Natural-language object grounding data:
-------------------------

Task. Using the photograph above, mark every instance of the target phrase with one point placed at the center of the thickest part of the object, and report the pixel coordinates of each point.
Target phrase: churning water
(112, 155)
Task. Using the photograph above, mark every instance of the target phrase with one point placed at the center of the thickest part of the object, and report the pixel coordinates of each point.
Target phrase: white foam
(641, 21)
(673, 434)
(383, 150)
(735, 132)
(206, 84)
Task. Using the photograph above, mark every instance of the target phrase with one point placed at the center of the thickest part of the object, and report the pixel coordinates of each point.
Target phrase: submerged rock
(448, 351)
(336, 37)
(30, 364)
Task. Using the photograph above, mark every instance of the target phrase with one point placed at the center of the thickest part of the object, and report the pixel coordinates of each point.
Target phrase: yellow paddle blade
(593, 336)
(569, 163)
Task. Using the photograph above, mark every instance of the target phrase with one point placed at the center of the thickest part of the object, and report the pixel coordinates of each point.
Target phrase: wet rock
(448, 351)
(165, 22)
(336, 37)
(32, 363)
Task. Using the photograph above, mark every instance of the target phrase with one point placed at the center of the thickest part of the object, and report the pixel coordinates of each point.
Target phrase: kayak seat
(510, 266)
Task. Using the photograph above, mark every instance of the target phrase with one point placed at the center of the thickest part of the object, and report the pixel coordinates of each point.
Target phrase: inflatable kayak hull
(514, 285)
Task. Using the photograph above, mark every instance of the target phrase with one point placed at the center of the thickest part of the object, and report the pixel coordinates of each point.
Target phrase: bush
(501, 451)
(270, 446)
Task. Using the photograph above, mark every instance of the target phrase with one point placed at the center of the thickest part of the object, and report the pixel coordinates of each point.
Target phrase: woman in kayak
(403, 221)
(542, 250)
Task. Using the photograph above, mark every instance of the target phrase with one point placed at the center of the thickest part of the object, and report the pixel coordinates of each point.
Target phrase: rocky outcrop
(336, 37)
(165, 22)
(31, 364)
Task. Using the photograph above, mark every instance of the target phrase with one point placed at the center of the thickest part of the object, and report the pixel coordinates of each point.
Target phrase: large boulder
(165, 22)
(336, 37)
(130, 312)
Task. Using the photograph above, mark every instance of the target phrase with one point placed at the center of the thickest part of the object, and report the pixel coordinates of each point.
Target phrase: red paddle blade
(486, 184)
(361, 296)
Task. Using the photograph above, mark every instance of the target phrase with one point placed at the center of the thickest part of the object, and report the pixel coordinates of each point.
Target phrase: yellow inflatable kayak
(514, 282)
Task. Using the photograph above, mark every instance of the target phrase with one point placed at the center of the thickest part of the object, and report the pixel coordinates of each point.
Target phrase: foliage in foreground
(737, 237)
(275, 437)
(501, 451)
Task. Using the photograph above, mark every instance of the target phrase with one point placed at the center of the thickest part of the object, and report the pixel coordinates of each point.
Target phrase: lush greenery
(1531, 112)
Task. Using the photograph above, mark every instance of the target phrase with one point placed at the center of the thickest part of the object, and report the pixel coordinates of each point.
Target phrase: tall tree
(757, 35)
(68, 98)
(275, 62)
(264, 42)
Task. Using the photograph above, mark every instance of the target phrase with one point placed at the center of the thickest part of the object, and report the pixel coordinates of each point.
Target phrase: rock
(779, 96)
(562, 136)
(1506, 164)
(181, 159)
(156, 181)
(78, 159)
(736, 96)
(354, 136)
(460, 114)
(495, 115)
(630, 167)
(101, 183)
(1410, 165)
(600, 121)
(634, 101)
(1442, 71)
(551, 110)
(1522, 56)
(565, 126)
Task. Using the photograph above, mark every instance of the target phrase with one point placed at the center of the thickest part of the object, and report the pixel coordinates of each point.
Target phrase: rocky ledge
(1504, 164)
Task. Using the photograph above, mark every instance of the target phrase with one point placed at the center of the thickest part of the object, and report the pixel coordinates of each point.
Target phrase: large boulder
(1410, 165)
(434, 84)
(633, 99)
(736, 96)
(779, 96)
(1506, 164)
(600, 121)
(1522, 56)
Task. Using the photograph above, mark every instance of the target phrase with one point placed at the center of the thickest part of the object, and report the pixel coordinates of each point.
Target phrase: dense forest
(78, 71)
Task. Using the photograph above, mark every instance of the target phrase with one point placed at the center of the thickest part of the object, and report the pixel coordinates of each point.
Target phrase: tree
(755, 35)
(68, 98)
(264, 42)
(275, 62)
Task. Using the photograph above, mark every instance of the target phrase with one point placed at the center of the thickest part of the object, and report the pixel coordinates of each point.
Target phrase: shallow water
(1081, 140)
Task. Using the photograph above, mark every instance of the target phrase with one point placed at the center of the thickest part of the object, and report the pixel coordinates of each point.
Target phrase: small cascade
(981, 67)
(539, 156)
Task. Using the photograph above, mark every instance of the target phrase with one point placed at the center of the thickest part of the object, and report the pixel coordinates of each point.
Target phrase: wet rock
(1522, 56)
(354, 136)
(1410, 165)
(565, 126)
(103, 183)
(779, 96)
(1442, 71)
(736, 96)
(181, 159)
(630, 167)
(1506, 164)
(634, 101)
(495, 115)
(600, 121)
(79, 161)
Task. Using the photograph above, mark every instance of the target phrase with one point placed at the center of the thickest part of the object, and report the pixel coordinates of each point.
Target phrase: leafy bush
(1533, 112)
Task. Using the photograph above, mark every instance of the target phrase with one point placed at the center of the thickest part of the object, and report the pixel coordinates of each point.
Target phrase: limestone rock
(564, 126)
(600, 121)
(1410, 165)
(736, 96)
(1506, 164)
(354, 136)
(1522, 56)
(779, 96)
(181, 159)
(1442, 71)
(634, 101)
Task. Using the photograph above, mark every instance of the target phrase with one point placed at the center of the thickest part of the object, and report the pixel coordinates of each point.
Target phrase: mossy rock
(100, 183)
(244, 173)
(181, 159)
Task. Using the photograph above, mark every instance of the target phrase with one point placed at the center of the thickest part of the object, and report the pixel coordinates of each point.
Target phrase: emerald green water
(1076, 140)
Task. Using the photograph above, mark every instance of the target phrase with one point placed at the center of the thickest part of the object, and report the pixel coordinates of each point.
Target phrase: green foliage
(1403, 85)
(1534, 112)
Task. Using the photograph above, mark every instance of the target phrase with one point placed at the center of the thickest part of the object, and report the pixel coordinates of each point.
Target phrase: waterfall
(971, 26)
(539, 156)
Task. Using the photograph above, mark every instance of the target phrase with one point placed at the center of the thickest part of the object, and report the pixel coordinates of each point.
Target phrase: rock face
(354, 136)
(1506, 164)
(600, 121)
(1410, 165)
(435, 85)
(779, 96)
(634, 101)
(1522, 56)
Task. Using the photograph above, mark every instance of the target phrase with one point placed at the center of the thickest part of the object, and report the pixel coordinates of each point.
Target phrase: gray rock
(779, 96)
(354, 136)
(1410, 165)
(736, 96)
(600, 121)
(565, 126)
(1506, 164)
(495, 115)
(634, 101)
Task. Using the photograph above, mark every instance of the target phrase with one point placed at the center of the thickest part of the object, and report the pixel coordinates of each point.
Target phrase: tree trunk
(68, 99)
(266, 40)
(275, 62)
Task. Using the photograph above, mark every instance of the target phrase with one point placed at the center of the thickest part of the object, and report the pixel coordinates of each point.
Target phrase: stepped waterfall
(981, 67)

-------------------------

Exercise requirements: Repeat every record above precisely.

Result of the task:
Task. Using the photograph above, mark every instance of the target phrase with one point placed at the center of the thickest part of the object, and report the pixel coordinates of each point.
Target phrase: churning water
(112, 155)
Task. Using the photograph above, mark every instance of the target phrase with one point placed at the center of the thickest part of the object, and report the pixel coordinates of each point.
Target phrase: white foam
(641, 21)
(673, 434)
(383, 150)
(735, 132)
(206, 84)
Task. Using the photograph above, mark every instance of the target phrase with one point placed at the center of the thickest part of the object, and report the pixel coordinates of each point.
Target phrase: submerged rock
(448, 351)
(336, 37)
(30, 364)
Task. Using the photograph above, mark every instance of the target phrase with one point placed at the center of the thickest part of the object, and report the pixel coordinates of each point.
Target phrase: yellow paddle blade
(593, 336)
(569, 163)
Task. Using the photograph above, mark every instance of the target phrase with one point placed at the center of the thickest part of the object, and report the pixel coordinates of each point.
Target phrase: wet rock
(448, 351)
(165, 22)
(336, 37)
(32, 363)
Task. Using the photograph above, mark every instance of the target phrase with one point placed at the center of the thickest part of the object, and report the pixel coordinates of each point.
Target phrase: kayak seat
(510, 266)
Task. Using the photograph above, mark every instance of the target phrase with one point placed at the center of the thickest part of the object, and report the pixel coordinates of each point.
Target phrase: inflatable kayak hull
(514, 285)
Task. Using the photograph above, mark every instance of the target phrase with one point placed at the center of the thickest part of the object, and report the pixel coordinates of each point.
Target phrase: bush
(501, 451)
(270, 446)
Task. Using the photograph above, mark every instance of the target phrase with one point placed at the center of the thickest part of the object, and report the pixel coordinates of each point.
Target phrase: woman in kayak
(403, 221)
(542, 250)
Task. Using the photograph above, mark every instance of the target phrase with one point placed at the center of the thickest part of the object, and report the pixel coordinates of each point.
Target phrase: rocky outcrop
(336, 37)
(165, 22)
(31, 364)
Task. Using the photograph above, mark every instance of the target phrase with one point placed at the center of the thickest part of the object, and report the pixel coordinates of each point.
Target phrase: large boulder
(165, 22)
(336, 37)
(130, 312)
Task. Using the photograph above, mark every instance of the target phrase with one point placed at the center of the thickest part of the object, and report the pixel coordinates of each point.
Target phrase: red paddle blade
(486, 184)
(361, 296)
Task. Using the photograph above, mark every instance of the target phrase with one point placed at the center of the thickest part of the object, and report the pixel coordinates of each point.
Target phrase: yellow inflatable kayak
(514, 282)
Task. Using the photograph above, mark every instance of the target phrase with one point placed at the center of the thickest part of the object, and report the pixel coordinates of each point.
Target phrase: foliage in foreground
(737, 237)
(275, 437)
(501, 451)
Task. Using the photograph above, mark every instance of the target phrase with one point placed at the center of the thickest part of the object, and report the pixel coordinates of each point.
Target phrase: lush greenery
(1531, 112)
Task. Using the photograph above, mark every instance of the target phrase with one point placed at the center of the thickest part of the object, and report the pixel coordinates of each point.
Target phrase: tall tree
(757, 35)
(68, 98)
(275, 62)
(264, 42)
Task. Using the photograph above, mark every instance of the target phrase with one point placed at the center of the thickest part of the object, and report the pixel coordinates of each point.
Target phrase: rock
(779, 96)
(562, 136)
(1506, 164)
(181, 159)
(156, 181)
(78, 159)
(736, 96)
(354, 136)
(460, 114)
(495, 115)
(630, 167)
(101, 183)
(1410, 165)
(600, 121)
(634, 101)
(1442, 71)
(551, 110)
(1522, 56)
(565, 126)
Task. Using the photograph above, mark every instance of the target phrase with one point placed at the center of the thickest part of the object, and report the pixel coordinates of each point.
Target phrase: rocky ledge
(1504, 164)
Task. Using the photograph above, mark every instance of the target phrase with one point placed at the center of the thickest part of the object, and report the pixel coordinates of each point.
Target phrase: large boulder
(1410, 165)
(434, 84)
(633, 99)
(736, 96)
(779, 96)
(1506, 164)
(600, 121)
(1522, 56)
Task. Using the photograph above, mark every instance of the target phrase with one point placed at the center of the thickest part of the object, and report the pixel coordinates of each point.
Target phrase: dense forest
(78, 71)
Task. Using the photograph above, mark every instance of the target phrase with one point placed at the center of the thickest part of the object, and report the pixel coordinates of each point.
Target phrase: tree
(755, 35)
(68, 98)
(264, 42)
(275, 62)
Task. Using the photograph above, mark every instance of the target phrase with one point placed at the center of the thickest part of the object, and report the pixel coordinates of each point.
Target phrase: shallow water
(1081, 140)
Task. Using the photograph above, mark every instance of the target phrase with one point placed at the center of the thickest part of the object, and report the pixel coordinates of each point.
Target phrase: small cascade
(981, 67)
(539, 156)
Task. Using the photograph above, mark every instance of the target phrase with one point placed at the center of the thickest part of the object, and report the pixel coordinates of each point.
Target phrase: wet rock
(1522, 56)
(354, 136)
(1410, 165)
(565, 126)
(103, 183)
(779, 96)
(1442, 71)
(736, 96)
(181, 159)
(630, 167)
(1506, 164)
(634, 101)
(495, 115)
(600, 121)
(79, 161)
Task. Using the photograph above, mark every instance of the target phrase with one point placed at the center of the thickest part of the object, and report the pixel coordinates of each point.
Target phrase: leafy bush
(1533, 112)
Task. Using the photograph above, mark every instance of the target phrase with one point placed at the center of the thickest part of the object, and report the pixel coordinates of each point.
Target phrase: limestone rock
(564, 126)
(600, 121)
(1410, 165)
(736, 96)
(1506, 164)
(354, 136)
(1522, 56)
(779, 96)
(181, 159)
(1442, 71)
(634, 101)
Task. Using the photograph above, mark every instance of the target phrase with one point placed at the center of the thickest part of the object, and report the pixel coordinates of each point.
Target phrase: mossy rock
(100, 183)
(244, 173)
(181, 159)
Task. Using the photograph above, mark every instance of the target phrase with one point placed at the center of the thickest part of the object, and report the pixel coordinates of each point.
Target phrase: emerald green water
(1076, 140)
Task. Using the photograph above, mark every instance of the target phrase with one point placed at the center of the thickest part of the object, and report the pixel coordinates of each point.
Target phrase: green foliage
(1403, 85)
(1534, 112)
Task. Using the photograph above, mark every instance of the target phrase with one point placed at the center of the thickest part of the object, and report the pixel coordinates of each point.
Target phrase: waterfall
(971, 26)
(539, 156)
Task. Using the photograph above, mark every instance of the target phrase with one point placed at the center of the thickest part of the object, and report the pixel coordinates of each point.
Target phrase: rock face
(354, 136)
(1506, 164)
(600, 121)
(1410, 165)
(435, 85)
(779, 96)
(634, 101)
(1522, 56)
Task. Using the photograph above, mark every instance of the target phrase with one point placed at the center of the thickest part of the object, and report the pixel coordinates of each point.
Target phrase: gray rock
(779, 96)
(354, 136)
(1410, 165)
(736, 96)
(600, 121)
(565, 126)
(1506, 164)
(495, 115)
(634, 101)
Task. Using the photograph above, mark every instance of the target phrase with one point placed at the center of the thickest part of the object, and report the pixel coordinates of each point.
Target phrase: tree trunk
(68, 99)
(266, 40)
(275, 62)
Task. Using the photograph above, mark every instance of the target phrase with one point placed at the center of the thickest part of the object, and report the pixel coordinates of each point.
Target phrase: stepped waterfall
(981, 67)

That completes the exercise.